GEKOZEN FRAGMENT:
What’s going on? Het essay in de wereld

Bij de presentatie van De wereld in jezelf: De Nederlandse en Vlaamse literatuur van de 21e eeuw in zestig essays, 7 februari 2019, Spui25. 

Ik wil beginnen met een paar brokstukken aan u te vertellen, lapidaria uit de afgelopen maanden die in een zeker verband met elkaar lijken te staan. Een essayistisch verband hoop ik. Of dat dan ook nog iets belangwekkends over het essay zegt, moet straks maar blijken.

1.

In januari bezocht ik een conferentie in Berlijn. Zoals dat nog kan in Duitsland, spraken de Duitsers Duits en alle andere mensen Engels. Bij de ingang van de zaal kon je in ruil voor een pasje met foto van jezelf een koptelefoon krijgen om de simultaanvertaling te volgen. Hoewel mijn Duits verre van goed is heb ik de service niet gebruikt. Het luisteren naar een simultaanvertaling is gewoonweg irritant; de spreker hoor je nog door de audio heen, die staat immers een tiental meter voor je en het gaat hier echt niet om geluiddichte koptelefoons. Maar ik durf ook wel te beweren dat ik begreep wat er gezegd werd, wat iets anders kan zijn dan dat ik het verstond. ‘Hoe komt het toch dat het zo makkelijk is om een Duitse presentatie te volgen en haast onmogelijk om een Duits artikel te lezen?’ vroeg ik na afloop aan een Berlijnse kennis. Hij hoefde niet lang na te denken. ‘Iedereen denkt dat-ie moet schrijven als Adorno.’ Hij doelde (denk ik) op van die Duitse tangconstructies, u weet wel, zinnen die inderdaad ook een Duitser niet zomaar uit zijn mouw schudt tijdens een presentatie voor een groot publiek. Of de sprekers expliciet waren geïnstrueerd om niet voor te lezen maar hun verhaal min of meer te vertellen aan het publiek, weet ik niet, maar dat is wel wat ze deden. Ze waren met ons bezig, koptelefoon of niet.

2.

GEGEVEN INFORMATIE:
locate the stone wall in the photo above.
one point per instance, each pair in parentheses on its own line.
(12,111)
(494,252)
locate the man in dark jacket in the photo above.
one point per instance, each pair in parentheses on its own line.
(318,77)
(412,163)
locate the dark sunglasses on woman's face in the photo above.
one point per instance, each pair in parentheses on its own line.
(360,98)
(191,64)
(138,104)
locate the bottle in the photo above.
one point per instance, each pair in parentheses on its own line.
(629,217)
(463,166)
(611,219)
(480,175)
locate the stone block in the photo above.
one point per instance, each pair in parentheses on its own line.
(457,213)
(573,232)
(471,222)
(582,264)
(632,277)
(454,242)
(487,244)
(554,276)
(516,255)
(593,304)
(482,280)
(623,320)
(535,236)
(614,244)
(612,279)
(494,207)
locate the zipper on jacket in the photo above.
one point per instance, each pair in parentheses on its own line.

OPDRACHT:
Welk antwoord geeft de Berlijnse kennis in het gekozen fragment op de vraag waarom een Duits artikel haast onmogelijk te lezen is?

RESULTAAT:
‘Iedereen denkt dat-ie moet schrijven als Adorno.’